== What this task involves ==
Go through the records and report each line holding the string "window".

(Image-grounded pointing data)
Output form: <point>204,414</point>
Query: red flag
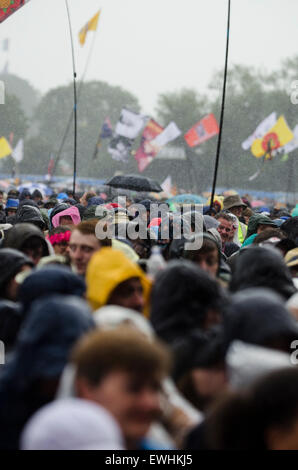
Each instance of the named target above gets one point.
<point>202,130</point>
<point>7,7</point>
<point>146,152</point>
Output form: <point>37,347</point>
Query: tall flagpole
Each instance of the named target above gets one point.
<point>75,102</point>
<point>222,109</point>
<point>81,83</point>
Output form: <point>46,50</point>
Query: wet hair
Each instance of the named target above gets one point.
<point>122,349</point>
<point>242,420</point>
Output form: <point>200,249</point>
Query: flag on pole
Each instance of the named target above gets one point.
<point>171,132</point>
<point>288,148</point>
<point>119,148</point>
<point>18,151</point>
<point>106,129</point>
<point>7,7</point>
<point>279,135</point>
<point>130,124</point>
<point>202,131</point>
<point>146,152</point>
<point>5,148</point>
<point>260,131</point>
<point>90,26</point>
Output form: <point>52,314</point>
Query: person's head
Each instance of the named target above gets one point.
<point>207,257</point>
<point>84,243</point>
<point>291,260</point>
<point>12,263</point>
<point>114,279</point>
<point>86,196</point>
<point>184,298</point>
<point>262,267</point>
<point>269,235</point>
<point>247,214</point>
<point>265,417</point>
<point>11,207</point>
<point>234,204</point>
<point>122,371</point>
<point>59,238</point>
<point>227,227</point>
<point>68,216</point>
<point>37,195</point>
<point>128,294</point>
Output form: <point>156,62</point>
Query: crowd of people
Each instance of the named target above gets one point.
<point>119,334</point>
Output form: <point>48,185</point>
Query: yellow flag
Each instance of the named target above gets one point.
<point>90,26</point>
<point>5,148</point>
<point>278,136</point>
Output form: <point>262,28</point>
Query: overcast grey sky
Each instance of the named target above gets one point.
<point>148,47</point>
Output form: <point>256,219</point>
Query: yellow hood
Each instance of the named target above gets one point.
<point>106,270</point>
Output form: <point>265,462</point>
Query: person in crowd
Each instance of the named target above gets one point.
<point>235,205</point>
<point>12,262</point>
<point>227,227</point>
<point>113,279</point>
<point>72,424</point>
<point>84,243</point>
<point>59,238</point>
<point>30,378</point>
<point>122,371</point>
<point>11,207</point>
<point>262,267</point>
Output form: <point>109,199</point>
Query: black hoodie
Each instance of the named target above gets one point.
<point>16,236</point>
<point>262,267</point>
<point>181,298</point>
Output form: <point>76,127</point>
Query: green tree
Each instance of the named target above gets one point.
<point>27,95</point>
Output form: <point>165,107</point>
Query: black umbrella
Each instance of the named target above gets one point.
<point>134,183</point>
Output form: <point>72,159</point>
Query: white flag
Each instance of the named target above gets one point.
<point>171,132</point>
<point>18,151</point>
<point>289,147</point>
<point>130,124</point>
<point>260,131</point>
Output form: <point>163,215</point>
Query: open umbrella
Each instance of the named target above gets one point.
<point>134,183</point>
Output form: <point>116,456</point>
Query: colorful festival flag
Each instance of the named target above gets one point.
<point>106,129</point>
<point>130,124</point>
<point>90,26</point>
<point>146,152</point>
<point>171,132</point>
<point>260,131</point>
<point>278,136</point>
<point>202,131</point>
<point>119,148</point>
<point>5,148</point>
<point>7,7</point>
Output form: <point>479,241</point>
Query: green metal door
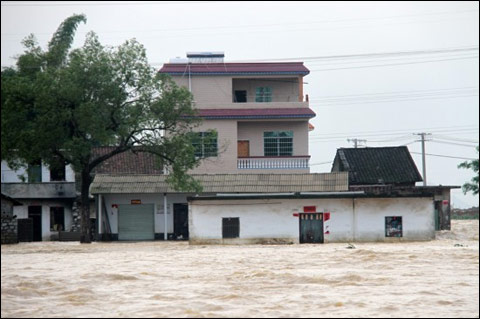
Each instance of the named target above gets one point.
<point>311,228</point>
<point>136,222</point>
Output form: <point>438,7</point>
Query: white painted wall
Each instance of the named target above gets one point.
<point>156,199</point>
<point>350,219</point>
<point>12,176</point>
<point>22,212</point>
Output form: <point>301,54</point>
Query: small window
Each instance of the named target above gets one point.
<point>205,144</point>
<point>278,143</point>
<point>57,219</point>
<point>393,226</point>
<point>57,172</point>
<point>240,96</point>
<point>263,94</point>
<point>231,227</point>
<point>34,172</point>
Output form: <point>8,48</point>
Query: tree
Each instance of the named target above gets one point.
<point>473,186</point>
<point>58,105</point>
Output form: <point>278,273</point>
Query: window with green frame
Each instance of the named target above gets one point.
<point>34,172</point>
<point>278,143</point>
<point>263,94</point>
<point>205,144</point>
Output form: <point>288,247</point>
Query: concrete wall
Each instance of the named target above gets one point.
<point>273,221</point>
<point>11,176</point>
<point>22,212</point>
<point>216,91</point>
<point>253,132</point>
<point>156,199</point>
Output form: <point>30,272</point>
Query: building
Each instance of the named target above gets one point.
<point>258,110</point>
<point>47,197</point>
<point>256,178</point>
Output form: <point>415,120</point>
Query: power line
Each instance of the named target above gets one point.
<point>446,156</point>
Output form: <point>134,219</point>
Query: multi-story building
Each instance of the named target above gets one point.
<point>258,111</point>
<point>47,196</point>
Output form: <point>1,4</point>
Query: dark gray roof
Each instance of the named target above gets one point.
<point>224,183</point>
<point>377,165</point>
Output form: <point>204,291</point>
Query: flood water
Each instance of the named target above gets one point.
<point>172,279</point>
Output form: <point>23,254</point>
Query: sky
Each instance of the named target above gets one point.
<point>379,71</point>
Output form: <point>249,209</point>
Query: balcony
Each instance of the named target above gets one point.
<point>277,162</point>
<point>40,190</point>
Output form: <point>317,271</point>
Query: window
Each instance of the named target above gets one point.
<point>57,171</point>
<point>205,144</point>
<point>278,143</point>
<point>34,172</point>
<point>57,219</point>
<point>263,94</point>
<point>240,96</point>
<point>231,227</point>
<point>393,226</point>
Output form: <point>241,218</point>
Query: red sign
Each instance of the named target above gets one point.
<point>309,209</point>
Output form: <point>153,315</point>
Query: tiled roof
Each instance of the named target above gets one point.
<point>224,183</point>
<point>126,163</point>
<point>377,165</point>
<point>256,113</point>
<point>234,68</point>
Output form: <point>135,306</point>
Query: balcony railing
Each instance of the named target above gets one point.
<point>277,162</point>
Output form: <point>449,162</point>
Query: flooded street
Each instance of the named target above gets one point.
<point>173,279</point>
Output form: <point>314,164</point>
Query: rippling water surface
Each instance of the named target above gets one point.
<point>172,279</point>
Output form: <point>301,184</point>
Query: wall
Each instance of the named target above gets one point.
<point>283,89</point>
<point>157,199</point>
<point>226,161</point>
<point>253,131</point>
<point>350,219</point>
<point>22,212</point>
<point>216,91</point>
<point>11,176</point>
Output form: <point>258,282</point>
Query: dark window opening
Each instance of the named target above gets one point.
<point>393,226</point>
<point>240,97</point>
<point>279,143</point>
<point>205,144</point>
<point>231,227</point>
<point>57,219</point>
<point>57,172</point>
<point>34,172</point>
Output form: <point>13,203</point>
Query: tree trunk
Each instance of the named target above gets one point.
<point>86,236</point>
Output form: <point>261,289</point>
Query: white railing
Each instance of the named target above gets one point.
<point>289,162</point>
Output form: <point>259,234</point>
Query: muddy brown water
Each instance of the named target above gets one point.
<point>439,278</point>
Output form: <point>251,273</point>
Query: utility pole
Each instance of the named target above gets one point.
<point>424,168</point>
<point>356,141</point>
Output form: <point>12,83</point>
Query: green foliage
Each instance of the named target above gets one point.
<point>473,186</point>
<point>59,105</point>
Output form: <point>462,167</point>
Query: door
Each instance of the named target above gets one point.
<point>311,228</point>
<point>243,148</point>
<point>180,221</point>
<point>136,222</point>
<point>35,214</point>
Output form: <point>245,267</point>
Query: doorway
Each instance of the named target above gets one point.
<point>311,228</point>
<point>180,221</point>
<point>35,214</point>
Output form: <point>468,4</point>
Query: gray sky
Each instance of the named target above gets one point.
<point>353,96</point>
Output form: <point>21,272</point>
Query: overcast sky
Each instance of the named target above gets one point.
<point>355,92</point>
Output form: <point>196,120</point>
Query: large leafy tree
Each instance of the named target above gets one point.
<point>471,186</point>
<point>60,104</point>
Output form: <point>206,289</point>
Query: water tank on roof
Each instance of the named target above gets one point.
<point>205,57</point>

== Answer section ==
Query: small window
Query: window with green frame
Query: window
Query: dark window opening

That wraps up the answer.